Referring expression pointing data

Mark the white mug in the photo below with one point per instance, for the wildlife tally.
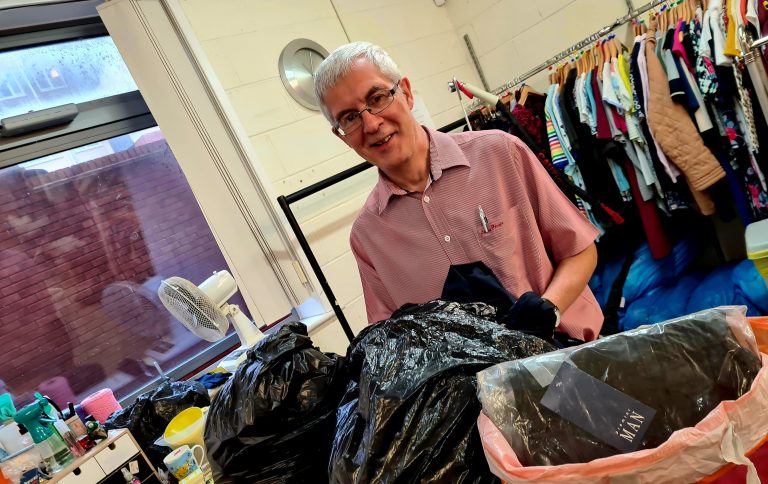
(182, 461)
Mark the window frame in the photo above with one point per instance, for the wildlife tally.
(98, 120)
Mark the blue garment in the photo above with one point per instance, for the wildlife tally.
(591, 103)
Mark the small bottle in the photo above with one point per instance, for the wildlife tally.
(74, 423)
(129, 477)
(69, 438)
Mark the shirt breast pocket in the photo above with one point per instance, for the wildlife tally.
(499, 242)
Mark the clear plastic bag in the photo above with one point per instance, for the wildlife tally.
(682, 369)
(273, 421)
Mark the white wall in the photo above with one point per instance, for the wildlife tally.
(243, 40)
(510, 37)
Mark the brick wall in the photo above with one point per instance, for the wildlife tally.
(81, 252)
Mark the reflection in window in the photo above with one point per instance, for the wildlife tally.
(77, 71)
(9, 87)
(86, 236)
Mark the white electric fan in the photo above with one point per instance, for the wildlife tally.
(205, 312)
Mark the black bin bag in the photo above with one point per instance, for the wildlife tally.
(680, 369)
(410, 411)
(274, 420)
(150, 414)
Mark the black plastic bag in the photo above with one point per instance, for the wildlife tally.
(682, 369)
(150, 414)
(410, 411)
(274, 420)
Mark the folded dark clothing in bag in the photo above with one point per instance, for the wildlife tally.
(682, 369)
(410, 412)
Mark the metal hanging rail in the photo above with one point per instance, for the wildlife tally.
(579, 45)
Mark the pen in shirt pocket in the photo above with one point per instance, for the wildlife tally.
(483, 219)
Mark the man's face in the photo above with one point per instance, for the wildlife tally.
(387, 139)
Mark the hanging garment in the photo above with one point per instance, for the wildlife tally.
(676, 133)
(682, 369)
(677, 44)
(657, 153)
(410, 410)
(712, 17)
(603, 128)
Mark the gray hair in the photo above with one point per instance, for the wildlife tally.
(340, 62)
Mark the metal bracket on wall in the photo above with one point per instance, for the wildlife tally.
(476, 61)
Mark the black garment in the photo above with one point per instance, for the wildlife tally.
(682, 369)
(676, 86)
(676, 196)
(634, 72)
(410, 412)
(476, 282)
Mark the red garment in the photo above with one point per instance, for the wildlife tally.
(404, 243)
(658, 241)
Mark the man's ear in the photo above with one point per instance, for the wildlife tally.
(405, 85)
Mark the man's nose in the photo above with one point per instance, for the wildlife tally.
(371, 122)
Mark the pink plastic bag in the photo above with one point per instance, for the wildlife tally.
(689, 455)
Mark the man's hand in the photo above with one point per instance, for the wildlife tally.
(533, 315)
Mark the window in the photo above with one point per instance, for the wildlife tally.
(85, 242)
(72, 71)
(92, 217)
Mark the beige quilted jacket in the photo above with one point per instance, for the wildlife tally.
(677, 135)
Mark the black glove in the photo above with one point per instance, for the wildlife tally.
(532, 314)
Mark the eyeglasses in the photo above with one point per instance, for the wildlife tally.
(376, 103)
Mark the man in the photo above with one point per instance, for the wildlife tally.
(449, 199)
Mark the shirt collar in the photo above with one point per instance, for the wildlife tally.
(444, 153)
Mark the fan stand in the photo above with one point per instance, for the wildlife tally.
(248, 333)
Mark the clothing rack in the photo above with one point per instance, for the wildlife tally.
(579, 45)
(285, 202)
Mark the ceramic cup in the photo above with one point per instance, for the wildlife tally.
(182, 461)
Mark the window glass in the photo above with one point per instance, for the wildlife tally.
(77, 71)
(86, 236)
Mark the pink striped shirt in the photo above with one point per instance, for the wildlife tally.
(405, 243)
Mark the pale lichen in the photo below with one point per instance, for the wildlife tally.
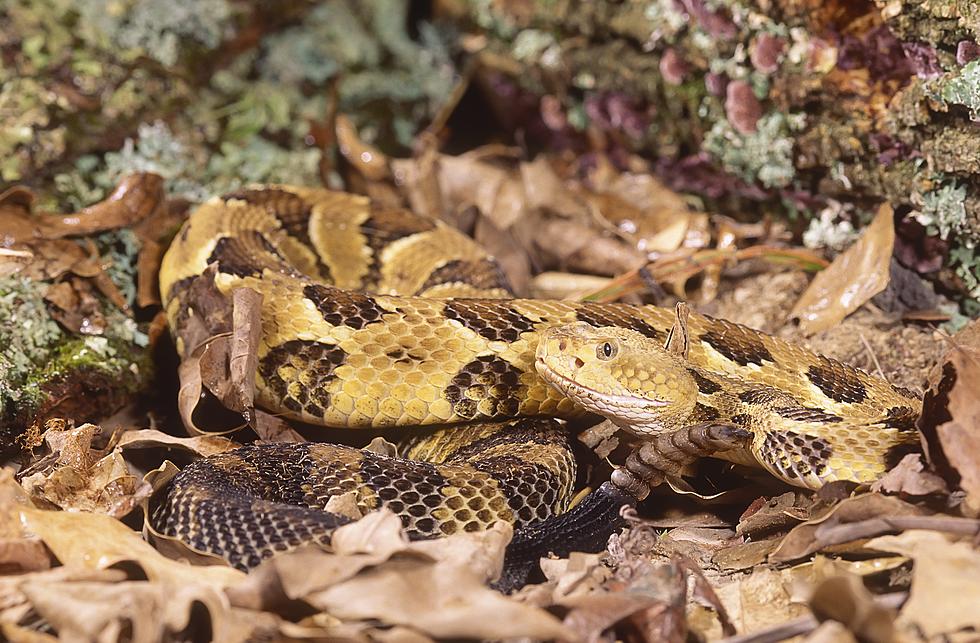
(830, 228)
(964, 88)
(765, 155)
(943, 210)
(152, 28)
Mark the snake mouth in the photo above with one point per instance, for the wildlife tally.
(577, 391)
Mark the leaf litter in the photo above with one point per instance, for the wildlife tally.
(758, 562)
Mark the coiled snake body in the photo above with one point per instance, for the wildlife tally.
(375, 317)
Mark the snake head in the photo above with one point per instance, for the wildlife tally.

▶ [Instructions to follow]:
Print every line from the one that contains "Mark the leaf" to the end of the records, exactly as written, and nothing more.

▶ [Response to this task]:
Mark the leaf litter in the photo above with one point per instance, for the wildlife tally.
(758, 562)
Mark the coiled snake body in the photo above with one point per instance, for the wildlife tally.
(375, 317)
Mark the snake head in the photo above with one point per instance, for the wildlife tally.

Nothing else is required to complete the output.